**Task prompt:** Please arrange the records below as a Markdown table with two columns, Row for the row number and Line for the line itself, and skip blank lines. Leave the pictures out of your answer.

**Material provided:**
------------------------------------------------------------------------

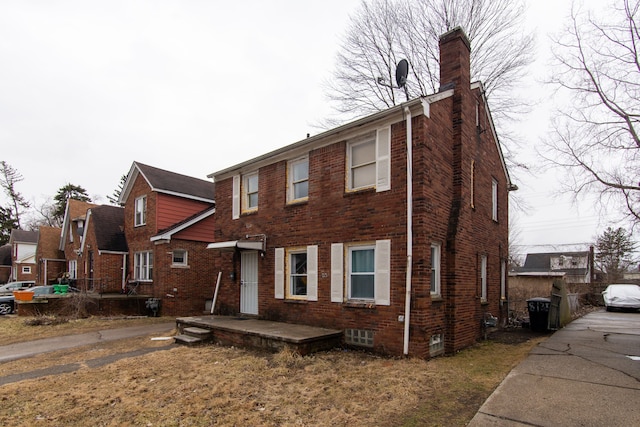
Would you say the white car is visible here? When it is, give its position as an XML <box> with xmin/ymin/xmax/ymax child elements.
<box><xmin>602</xmin><ymin>284</ymin><xmax>640</xmax><ymax>311</ymax></box>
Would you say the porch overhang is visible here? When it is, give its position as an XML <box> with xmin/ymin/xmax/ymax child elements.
<box><xmin>207</xmin><ymin>240</ymin><xmax>266</xmax><ymax>252</ymax></box>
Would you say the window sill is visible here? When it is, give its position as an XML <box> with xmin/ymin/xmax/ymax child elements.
<box><xmin>284</xmin><ymin>297</ymin><xmax>309</xmax><ymax>304</ymax></box>
<box><xmin>287</xmin><ymin>197</ymin><xmax>309</xmax><ymax>206</ymax></box>
<box><xmin>344</xmin><ymin>301</ymin><xmax>376</xmax><ymax>309</ymax></box>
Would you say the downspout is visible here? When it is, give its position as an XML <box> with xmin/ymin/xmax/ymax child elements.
<box><xmin>404</xmin><ymin>107</ymin><xmax>413</xmax><ymax>356</ymax></box>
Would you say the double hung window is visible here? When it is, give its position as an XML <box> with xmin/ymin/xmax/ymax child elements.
<box><xmin>242</xmin><ymin>172</ymin><xmax>258</xmax><ymax>212</ymax></box>
<box><xmin>133</xmin><ymin>252</ymin><xmax>153</xmax><ymax>281</ymax></box>
<box><xmin>287</xmin><ymin>157</ymin><xmax>309</xmax><ymax>202</ymax></box>
<box><xmin>133</xmin><ymin>196</ymin><xmax>147</xmax><ymax>227</ymax></box>
<box><xmin>348</xmin><ymin>246</ymin><xmax>376</xmax><ymax>300</ymax></box>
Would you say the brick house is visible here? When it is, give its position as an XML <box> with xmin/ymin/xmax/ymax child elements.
<box><xmin>58</xmin><ymin>199</ymin><xmax>97</xmax><ymax>290</ymax></box>
<box><xmin>9</xmin><ymin>229</ymin><xmax>38</xmax><ymax>282</ymax></box>
<box><xmin>209</xmin><ymin>29</ymin><xmax>515</xmax><ymax>357</ymax></box>
<box><xmin>78</xmin><ymin>205</ymin><xmax>129</xmax><ymax>293</ymax></box>
<box><xmin>36</xmin><ymin>225</ymin><xmax>66</xmax><ymax>285</ymax></box>
<box><xmin>118</xmin><ymin>162</ymin><xmax>218</xmax><ymax>316</ymax></box>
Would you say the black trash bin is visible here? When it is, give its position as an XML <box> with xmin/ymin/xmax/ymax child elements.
<box><xmin>527</xmin><ymin>297</ymin><xmax>551</xmax><ymax>332</ymax></box>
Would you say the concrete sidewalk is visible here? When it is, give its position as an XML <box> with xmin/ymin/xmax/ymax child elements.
<box><xmin>469</xmin><ymin>311</ymin><xmax>640</xmax><ymax>427</ymax></box>
<box><xmin>0</xmin><ymin>322</ymin><xmax>176</xmax><ymax>363</ymax></box>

------------------------------------------------------------------------

**Answer for the task:**
| Row | Line |
|---|---|
| 1 | Would you say the white car is visible here? When it is, give its position as an XML <box> with xmin/ymin/xmax/ymax child elements. |
| 2 | <box><xmin>602</xmin><ymin>284</ymin><xmax>640</xmax><ymax>311</ymax></box> |
| 3 | Would you say the porch overhang is visible here? When it is, give its position as an XML <box> with xmin/ymin/xmax/ymax child elements. |
| 4 | <box><xmin>207</xmin><ymin>240</ymin><xmax>266</xmax><ymax>252</ymax></box> |
| 5 | Would you say the window sill is visible here? When it is, give its position as an XML <box> with xmin/ymin/xmax/ymax child elements. |
| 6 | <box><xmin>284</xmin><ymin>297</ymin><xmax>309</xmax><ymax>304</ymax></box> |
| 7 | <box><xmin>287</xmin><ymin>197</ymin><xmax>309</xmax><ymax>206</ymax></box> |
| 8 | <box><xmin>344</xmin><ymin>301</ymin><xmax>376</xmax><ymax>309</ymax></box> |
| 9 | Would you say the downspout is visible here? When it is, give its position as an XML <box> with xmin/ymin/xmax/ymax child elements. |
| 10 | <box><xmin>404</xmin><ymin>107</ymin><xmax>413</xmax><ymax>356</ymax></box> |
| 11 | Would you say the double hung window is visible here? When it is, give its position as an XML <box> with xmin/ymin/xmax/ymax child elements. |
| 12 | <box><xmin>242</xmin><ymin>172</ymin><xmax>258</xmax><ymax>212</ymax></box> |
| 13 | <box><xmin>133</xmin><ymin>252</ymin><xmax>153</xmax><ymax>281</ymax></box> |
| 14 | <box><xmin>287</xmin><ymin>157</ymin><xmax>309</xmax><ymax>202</ymax></box> |
| 15 | <box><xmin>133</xmin><ymin>196</ymin><xmax>147</xmax><ymax>227</ymax></box> |
| 16 | <box><xmin>348</xmin><ymin>246</ymin><xmax>376</xmax><ymax>300</ymax></box> |
| 17 | Would you say the brick house is visible here? When it is, give its position as an XML <box> with xmin/ymin/xmax/ymax child elements. |
| 18 | <box><xmin>58</xmin><ymin>199</ymin><xmax>97</xmax><ymax>290</ymax></box> |
| 19 | <box><xmin>9</xmin><ymin>229</ymin><xmax>38</xmax><ymax>282</ymax></box> |
| 20 | <box><xmin>209</xmin><ymin>29</ymin><xmax>515</xmax><ymax>357</ymax></box> |
| 21 | <box><xmin>78</xmin><ymin>205</ymin><xmax>129</xmax><ymax>293</ymax></box> |
| 22 | <box><xmin>36</xmin><ymin>225</ymin><xmax>66</xmax><ymax>285</ymax></box> |
| 23 | <box><xmin>118</xmin><ymin>162</ymin><xmax>218</xmax><ymax>316</ymax></box> |
| 24 | Would you say the black trash bin is visible here? When it is, give its position as an XML <box> with xmin/ymin/xmax/ymax child elements. |
| 25 | <box><xmin>527</xmin><ymin>297</ymin><xmax>551</xmax><ymax>332</ymax></box> |
| 26 | Would you say the concrete sidewalk is visible here? When it is, give its position as an XML <box> with xmin/ymin/xmax/ymax child elements. |
| 27 | <box><xmin>469</xmin><ymin>311</ymin><xmax>640</xmax><ymax>427</ymax></box> |
| 28 | <box><xmin>0</xmin><ymin>322</ymin><xmax>176</xmax><ymax>363</ymax></box> |